→ **BRANO CITATO**:
Due date importanti segnano la traiettoria della libera circolazione. Nel 1985 l’Accordo di Schengen, che si sarebbe negli anni esteso alla maggioranza dei Paesi UE, consentiva la libera circolazione all’interno delle frontiere comunitarie e rafforzava i controlli alle frontiere esterne.

Nel 1989 la caduta del Muro di Berlino avrebbe aperto negli anni questa libera circolazione in un mercato interno europeo allargato ai Paesi dell’est.

Era il segnale che quel pezzo d’Europa stava diventando una Comunità di cittadini liberi di circolare in tutti i Paesi membri senza controlli alle frontiere interne, accompagnando la realizzazione del mercato e della moneta unica con la creazione della “cittadinanza europea” iscritta  nel Trattato di Maastricht. 

Con l’esplosione del conflitto israelo-palestinese la libertà intravista nel secolo scorso conosce seri limiti, al punto che undici Paesi UE hanno sospeso nei giorni scorsi l’Accordo di Schengen e ristabilito i controlli alle frontiere, nel caso dell’Italia a quella con la Slovenia per il timore che i flussi migratori in provenienza dalla rotta balcanica potessero far transitare terroristi.

Non è la prima volta che questo avviene e ne sa qualcosa la Francia, vittima di molteplici attentati terroristici, ma altri Paesi vi hanno fatto ricorso, anche l’Italia in occasione di importanti Vertici internazionali, come nel caso del G8 di Genova nel 2001 e non solo.

La sospensione dell’Accordo di Schengen è prevista “in caso di minaccia grave per l’ordine pubblico e la sicurezza interna di uno Stato membro”  e deve essere formalmente motivata e sottoposta all’autorizzazione delle Istituzioni europee, come è correttamente avvenuto nei casi verificatisi nei giorni scorsi.

→ **DATI FORNITI**:

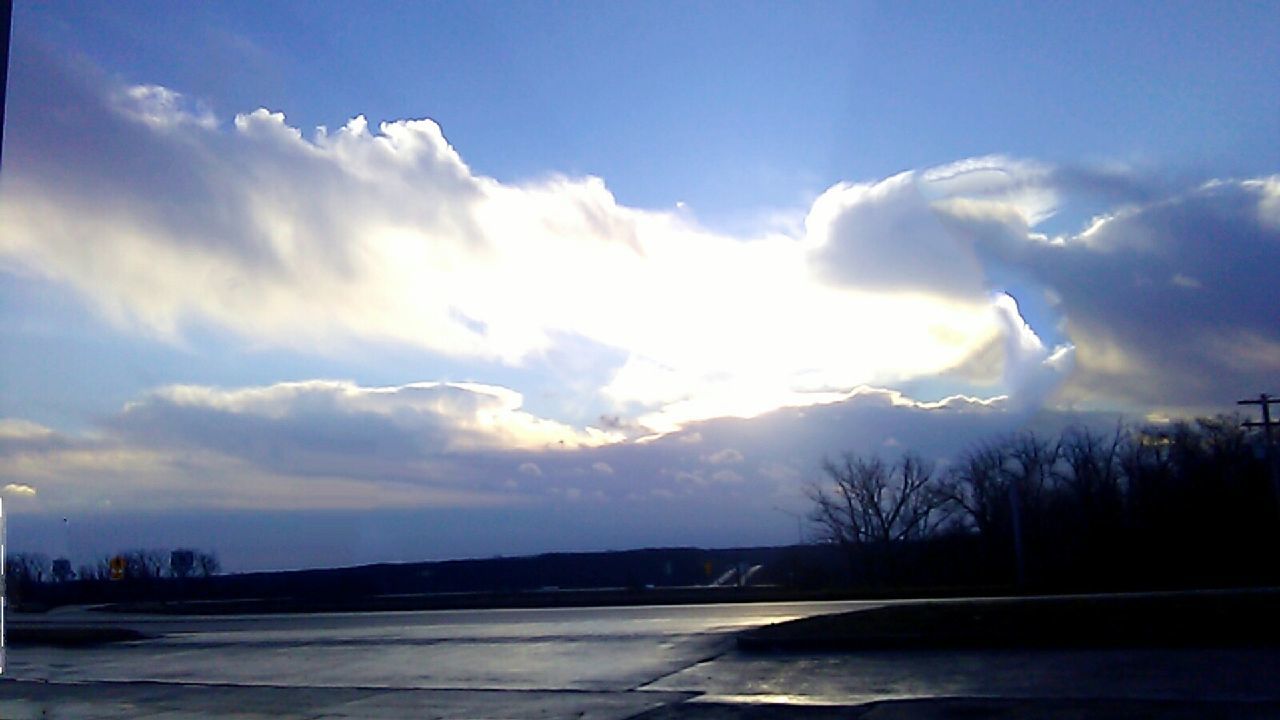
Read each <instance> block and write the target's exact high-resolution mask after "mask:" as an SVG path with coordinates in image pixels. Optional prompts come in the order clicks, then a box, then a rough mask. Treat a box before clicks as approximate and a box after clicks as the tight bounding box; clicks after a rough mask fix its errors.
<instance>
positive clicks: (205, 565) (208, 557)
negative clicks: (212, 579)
mask: <svg viewBox="0 0 1280 720" xmlns="http://www.w3.org/2000/svg"><path fill="white" fill-rule="evenodd" d="M195 570H196V575H200V577H201V578H212V577H214V575H216V574H218V573H220V571H221V570H223V564H221V562H219V561H218V556H216V555H214V553H212V552H197V553H196V565H195Z"/></svg>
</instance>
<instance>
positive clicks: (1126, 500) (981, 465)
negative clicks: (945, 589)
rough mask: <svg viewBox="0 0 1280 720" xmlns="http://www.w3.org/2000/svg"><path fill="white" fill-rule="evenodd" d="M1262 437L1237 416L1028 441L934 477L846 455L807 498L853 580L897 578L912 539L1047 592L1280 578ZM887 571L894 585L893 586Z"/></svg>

→ **ISTRUZIONE 1**: Riassumi in due frasi il brano sulla libera circolazione e sull'Accordo di Schengen.
→ **ISTRUZIONE 2**:
Rispondi a queste domande sul brano sull'Accordo di Schengen.
(a) In che anno è caduto il Muro di Berlino?
(b) Al confine con quale Paese l'Italia ha ristabilito i controlli?
(c) Quale vertice internazionale del 2001 viene citato?
→ **ISTRUZIONE 3**: Prosegui il brano sull'Accordo di Schengen e sui controlli alle frontiere partendo dopo la sua ultima frase.
L'elenco riportato sopra non serve per questo lavoro.

→ **RISPOSTA ATTESA 1**: Il brano ricorda due date importanti per la libera circolazione: il 1985, quando l'Accordo di Schengen consentiva di circolare liberamente all'interno delle frontiere comunitarie e rafforzava i controlli a quelle esterne, e il 1989, quando la caduta del Muro di Berlino avrebbe aperto questa libertà ai Paesi dell'est. Con l'esplosione del conflitto israelo-palestinese undici Paesi UE hanno sospeso l'Accordo e ristabilito i controlli alle frontiere, una misura prevista in caso di minaccia grave che deve essere motivata e autorizzata dalle Istituzioni europee.

→ **RISPOSTA ATTESA 2**:
(a) Nel 1989.
(b) Con la Slovenia.
(c) Il G8 di Genova.

→ **RISPOSTA ATTESA 3**:
Non è però questa una ragione per sottovalutare queste decisioni, certamente non banali. Per almeno due motivi: il primo, perché la sospensione contrasta con le rassicurazioni date alla popolazione sull’assenza di pericoli imminenti; il secondo, perché con la sospensione viene giù un pezzo importante delle nostre libertà comuni, aggiungendo ai molti muri costruiti per difendere la nostra “fortezza europea” dall’esterno, altri nuovi muri per difenderci all’interno nei nostri territori nazionali. Incrinando così il tessuto della reciproca fiducia comunitaria e rallentando la crescita della cittadinanza europea, producendo argini nazionali che mal si addicono alla vita in comunità, col rischio che i venti del populismo che soffiano nell’UE alimentino nuove tensioni nazionalistiche.

Le misure di sospensione sono per loro natura provvisorie, ma è consentito prolungarle  fino a due anni e, nell’attuale congiuntura di guerre di cui non si vede la fine, potrebbero diventare la regola, invece che un’eccezione. Sarebbe il nostro modo di “entrare in guerra”, per il momento senza armi, se non quelle della polizia di frontiera. E non sarebbe una buona notizia.